_Given request:_ Output every line of the data below as a JSON list of strings, one string per line, leaving out any blank lines.

=== Data ===

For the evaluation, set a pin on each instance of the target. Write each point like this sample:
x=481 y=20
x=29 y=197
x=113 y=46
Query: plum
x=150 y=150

===

_Result of this task:_
[
  "For the evaluation, set a pin on each instance of the target. Write each point like this sample:",
  "x=481 y=20",
  "x=29 y=197",
  "x=113 y=46",
  "Query: plum",
  "x=150 y=150"
]